▶ [ASSIGNMENT]:
Beginning with the first line of the entries below, quote each line until you reach and include the line with "Task: tag every instance of the white helmet".
━━ DATA EXTRACTS ━━
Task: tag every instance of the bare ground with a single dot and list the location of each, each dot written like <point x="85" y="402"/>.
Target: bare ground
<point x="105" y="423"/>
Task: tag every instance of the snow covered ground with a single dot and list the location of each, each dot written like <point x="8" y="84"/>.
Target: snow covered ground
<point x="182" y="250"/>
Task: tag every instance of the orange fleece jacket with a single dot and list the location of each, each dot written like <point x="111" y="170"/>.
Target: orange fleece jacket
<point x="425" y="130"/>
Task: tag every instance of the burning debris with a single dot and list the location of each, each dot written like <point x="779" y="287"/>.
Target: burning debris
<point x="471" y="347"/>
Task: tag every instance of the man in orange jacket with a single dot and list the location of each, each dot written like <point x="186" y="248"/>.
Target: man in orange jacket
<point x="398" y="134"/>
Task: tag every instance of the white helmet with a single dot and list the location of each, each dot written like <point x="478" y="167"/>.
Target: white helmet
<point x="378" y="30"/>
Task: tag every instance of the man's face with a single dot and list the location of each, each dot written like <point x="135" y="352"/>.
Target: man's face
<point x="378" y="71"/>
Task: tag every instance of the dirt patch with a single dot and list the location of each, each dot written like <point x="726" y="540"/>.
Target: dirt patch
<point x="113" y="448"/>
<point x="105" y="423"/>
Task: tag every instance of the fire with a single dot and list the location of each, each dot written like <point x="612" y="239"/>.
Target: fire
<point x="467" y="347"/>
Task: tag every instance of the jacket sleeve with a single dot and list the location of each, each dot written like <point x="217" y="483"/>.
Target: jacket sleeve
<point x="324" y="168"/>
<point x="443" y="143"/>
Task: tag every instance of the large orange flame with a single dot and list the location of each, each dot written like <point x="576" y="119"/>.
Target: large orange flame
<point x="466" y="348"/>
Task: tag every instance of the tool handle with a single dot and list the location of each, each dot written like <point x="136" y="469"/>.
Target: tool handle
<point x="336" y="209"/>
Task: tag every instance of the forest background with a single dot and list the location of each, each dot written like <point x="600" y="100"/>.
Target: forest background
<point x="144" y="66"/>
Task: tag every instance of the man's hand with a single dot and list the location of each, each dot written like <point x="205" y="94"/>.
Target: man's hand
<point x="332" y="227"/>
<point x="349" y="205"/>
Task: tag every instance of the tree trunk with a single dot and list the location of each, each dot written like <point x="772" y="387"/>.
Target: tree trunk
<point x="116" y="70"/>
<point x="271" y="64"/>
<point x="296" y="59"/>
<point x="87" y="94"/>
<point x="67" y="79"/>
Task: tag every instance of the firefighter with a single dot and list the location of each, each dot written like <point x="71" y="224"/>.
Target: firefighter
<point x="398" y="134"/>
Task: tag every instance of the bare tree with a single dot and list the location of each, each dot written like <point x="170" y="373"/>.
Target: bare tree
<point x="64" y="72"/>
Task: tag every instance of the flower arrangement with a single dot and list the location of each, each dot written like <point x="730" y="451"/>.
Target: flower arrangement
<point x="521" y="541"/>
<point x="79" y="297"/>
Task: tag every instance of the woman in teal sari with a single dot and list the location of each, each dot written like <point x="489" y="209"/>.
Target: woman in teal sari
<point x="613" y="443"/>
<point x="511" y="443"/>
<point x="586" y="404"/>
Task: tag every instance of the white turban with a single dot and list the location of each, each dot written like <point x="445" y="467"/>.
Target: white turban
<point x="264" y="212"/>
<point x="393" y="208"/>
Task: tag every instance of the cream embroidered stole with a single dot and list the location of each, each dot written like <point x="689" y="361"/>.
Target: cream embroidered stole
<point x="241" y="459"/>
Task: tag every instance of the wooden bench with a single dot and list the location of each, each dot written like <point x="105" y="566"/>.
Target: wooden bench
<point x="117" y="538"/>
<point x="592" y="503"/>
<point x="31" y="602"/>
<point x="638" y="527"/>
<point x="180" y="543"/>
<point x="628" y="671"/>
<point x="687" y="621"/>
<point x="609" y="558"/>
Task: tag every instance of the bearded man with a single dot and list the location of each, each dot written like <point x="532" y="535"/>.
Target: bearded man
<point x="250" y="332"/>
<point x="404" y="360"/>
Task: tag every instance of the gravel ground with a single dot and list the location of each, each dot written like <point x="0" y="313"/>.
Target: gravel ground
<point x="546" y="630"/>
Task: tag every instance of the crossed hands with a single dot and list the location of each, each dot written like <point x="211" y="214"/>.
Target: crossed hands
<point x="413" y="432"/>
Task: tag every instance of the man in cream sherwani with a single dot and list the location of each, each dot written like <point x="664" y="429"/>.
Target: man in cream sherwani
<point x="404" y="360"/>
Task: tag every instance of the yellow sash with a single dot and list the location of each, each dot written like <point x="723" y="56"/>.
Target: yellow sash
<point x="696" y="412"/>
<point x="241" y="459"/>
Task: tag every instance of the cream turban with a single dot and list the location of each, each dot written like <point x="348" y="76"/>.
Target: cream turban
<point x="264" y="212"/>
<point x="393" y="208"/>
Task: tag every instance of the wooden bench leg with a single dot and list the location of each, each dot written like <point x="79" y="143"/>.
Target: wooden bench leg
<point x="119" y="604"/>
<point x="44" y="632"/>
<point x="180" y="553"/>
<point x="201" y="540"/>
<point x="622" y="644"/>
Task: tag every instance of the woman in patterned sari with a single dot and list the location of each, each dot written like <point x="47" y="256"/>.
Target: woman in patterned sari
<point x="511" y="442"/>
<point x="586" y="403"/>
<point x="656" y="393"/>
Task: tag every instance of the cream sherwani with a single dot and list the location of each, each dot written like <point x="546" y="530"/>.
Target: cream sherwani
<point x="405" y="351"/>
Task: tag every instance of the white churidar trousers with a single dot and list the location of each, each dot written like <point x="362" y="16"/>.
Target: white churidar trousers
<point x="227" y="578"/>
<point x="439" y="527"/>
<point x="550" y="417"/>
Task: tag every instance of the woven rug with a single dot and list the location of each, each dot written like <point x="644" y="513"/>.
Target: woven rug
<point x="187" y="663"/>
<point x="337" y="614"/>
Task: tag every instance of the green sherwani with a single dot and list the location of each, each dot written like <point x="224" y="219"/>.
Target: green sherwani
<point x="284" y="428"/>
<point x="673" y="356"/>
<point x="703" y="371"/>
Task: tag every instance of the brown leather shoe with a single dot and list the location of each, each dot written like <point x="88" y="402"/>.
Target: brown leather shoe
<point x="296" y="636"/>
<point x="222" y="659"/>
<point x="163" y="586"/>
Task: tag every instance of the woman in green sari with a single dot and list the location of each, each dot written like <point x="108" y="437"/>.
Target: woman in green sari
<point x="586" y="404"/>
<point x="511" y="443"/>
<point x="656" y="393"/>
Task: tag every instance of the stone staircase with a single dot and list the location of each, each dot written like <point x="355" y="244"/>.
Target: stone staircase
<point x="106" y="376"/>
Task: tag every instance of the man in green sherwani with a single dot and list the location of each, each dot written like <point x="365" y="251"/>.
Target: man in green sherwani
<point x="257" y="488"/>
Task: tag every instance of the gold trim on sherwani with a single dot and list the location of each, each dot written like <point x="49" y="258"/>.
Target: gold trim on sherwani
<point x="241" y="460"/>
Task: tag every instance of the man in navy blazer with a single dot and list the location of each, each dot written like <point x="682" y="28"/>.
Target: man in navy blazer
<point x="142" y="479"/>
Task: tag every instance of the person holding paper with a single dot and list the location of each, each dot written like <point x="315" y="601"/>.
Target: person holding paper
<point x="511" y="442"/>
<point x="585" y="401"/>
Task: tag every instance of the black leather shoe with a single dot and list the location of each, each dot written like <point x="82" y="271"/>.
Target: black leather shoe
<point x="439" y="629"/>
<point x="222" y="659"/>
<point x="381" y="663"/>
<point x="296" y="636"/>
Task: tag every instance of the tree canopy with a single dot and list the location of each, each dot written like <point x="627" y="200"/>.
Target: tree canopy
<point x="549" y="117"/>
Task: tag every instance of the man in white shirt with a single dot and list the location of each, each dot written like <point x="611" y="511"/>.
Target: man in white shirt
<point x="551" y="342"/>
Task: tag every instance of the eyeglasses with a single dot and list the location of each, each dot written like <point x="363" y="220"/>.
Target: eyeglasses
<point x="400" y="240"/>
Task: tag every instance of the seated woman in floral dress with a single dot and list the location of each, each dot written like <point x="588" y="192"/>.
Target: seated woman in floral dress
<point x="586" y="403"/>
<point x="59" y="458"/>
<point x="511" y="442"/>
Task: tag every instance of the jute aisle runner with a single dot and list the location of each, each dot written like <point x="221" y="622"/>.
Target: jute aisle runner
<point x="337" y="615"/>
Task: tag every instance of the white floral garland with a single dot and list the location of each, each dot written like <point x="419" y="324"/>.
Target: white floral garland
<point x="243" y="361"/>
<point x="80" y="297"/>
━━━
▶ [RESULT FOR THIS EXERCISE]:
Task: tag every instance of the bare ground with a single dot and list the location of each, each dot written like <point x="85" y="402"/>.
Target: bare ground
<point x="105" y="423"/>
Task: tag every instance of the snow covered ground with a single dot and list the location of each, each dot written like <point x="8" y="84"/>.
Target: snow covered ground
<point x="182" y="250"/>
Task: tag every instance of the orange fleece jacket with a single dot and list the location of each, each dot written like <point x="111" y="170"/>.
Target: orange fleece jacket
<point x="425" y="130"/>
Task: tag every instance of the burning debris with a single dot and list the location of each, each dot written like <point x="779" y="287"/>.
Target: burning debris
<point x="471" y="347"/>
Task: tag every instance of the man in orange jacket with a single dot and list the location of each, each dot written like <point x="186" y="248"/>.
Target: man in orange jacket
<point x="398" y="134"/>
Task: tag every instance of the white helmet with a single dot and list the location of each, each dot written like <point x="478" y="167"/>.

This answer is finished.